▸ CONSIGNE 1
Recopiez dans l'article sur la mode le passage allant de « 1. On trouvera » jusqu'à « et du beau. ».
▸ CONSIGNE 2
Répondez à ces questions d'après l'article sur la mode :
(a) Pendant le ministère de qui la France reprit-elle pour elle seule l'empire de la mode ?
(b) En quelle étoffe et de quelle couleur était la voilette des jeunes femmes ?
(c) Selon la note, à quelle page du livre de M. Quicherat se trouve la représentation d'une dame en grande toilette vers 1635 ?
▸ CONSIGNE 3
D'après l'article sur la mode, pourquoi les jeunes femmes portaient-elles une voilette en crêpe noir ? Répondez en une à trois phrases.

▸ ARTICLE
========================================
Pendant cent ans, la France avait partagé l’empire de la mode avec l’Italie et l’Espagne ; elle le reprit pour elle seule sous Louis XIII, non pas dans les premières années du règne, mais pendant le ministère de Richelieu, qui lui rendit sa prépondérance en Europe. Le costume fut marqué d’un cachet d’élégance et de grandeur, qui ne fit que s’affaiblir plus tard[1]. Pour la première fois depuis des siècles, le buste chez les femmes se montra sans être déformé par la robe. Les dames de l’ancien temps gardaient le masque, mais les jeunes portaient une voilette en crêpe noir pour paraître plus blanches et « friponner à travers ; » toutes s’inondaient d’essences et de quintessences, et mettaient du fard, du rouge et des mouches taillées en forme de lunes, d’étoiles, de fleurs ou d’animaux. Les gants parfumés, les bas de soie, rouges, verts et bleus de ciel, les souliers en maroquin de diverses couleurs complétaient la toilette. Les hommes portaient le manteau court drapé autour du buste, le pourpoint tailladé, garni de longues basques découpées, qui s’attachaient au pourpoint par des aiguillettes, de courtes bottes à éperons avec un large retroussis, un baudrier qui soutenait la rapière, le chapeau

  1. On trouvera à la page 468 du livre de M. Quicherat la représentation d’une dame en grande toilette vers 1635 ; c’est un modèle qu’on peut recommander aux personnes qui ont le goût du simple et du beau.
========================================
▸ EXTRAITS DU MATÉRIEL
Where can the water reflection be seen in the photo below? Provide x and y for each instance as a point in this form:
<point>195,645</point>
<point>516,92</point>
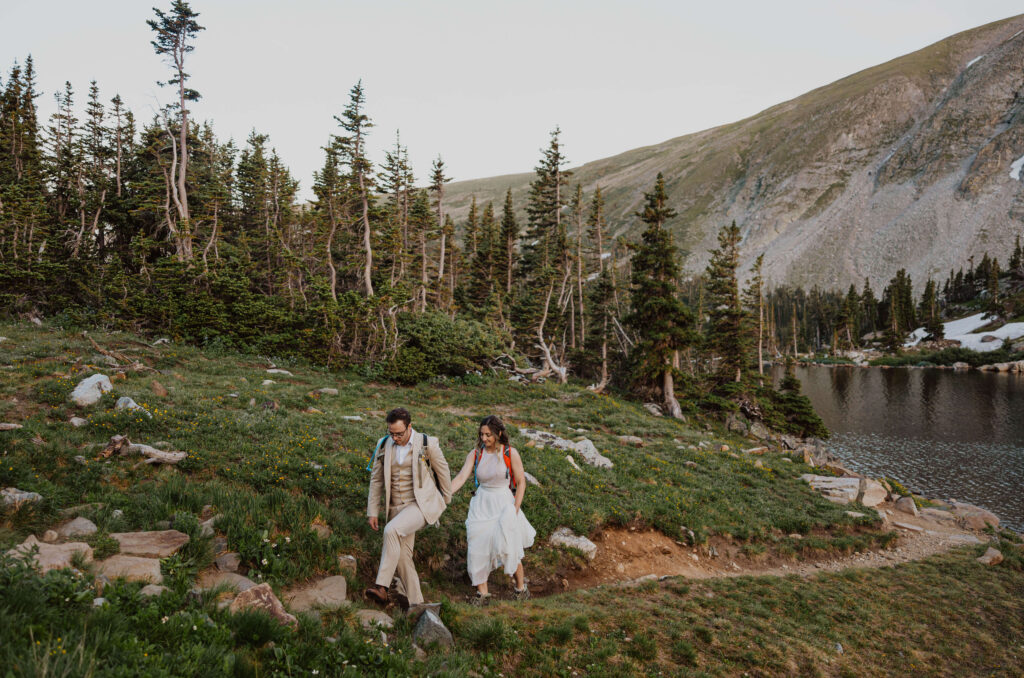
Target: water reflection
<point>944,433</point>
========================================
▸ RÉPONSE RÉDIGÉE 1
1. On trouvera à la page 468 du livre de M. Quicherat la représentation d’une dame en grande toilette vers 1635 ; c’est un modèle qu’on peut recommander aux personnes qui ont le goût du simple et du beau.

▸ RÉPONSE RÉDIGÉE 2
(a) Richelieu.
(b) En crêpe noir.
(c) À la page 468.

▸ RÉPONSE RÉDIGÉE 3
Les jeunes femmes portaient une voilette en crêpe noir pour paraître plus blanches et pour « friponner à travers ». Les dames de l'ancien temps, elles, gardaient le masque.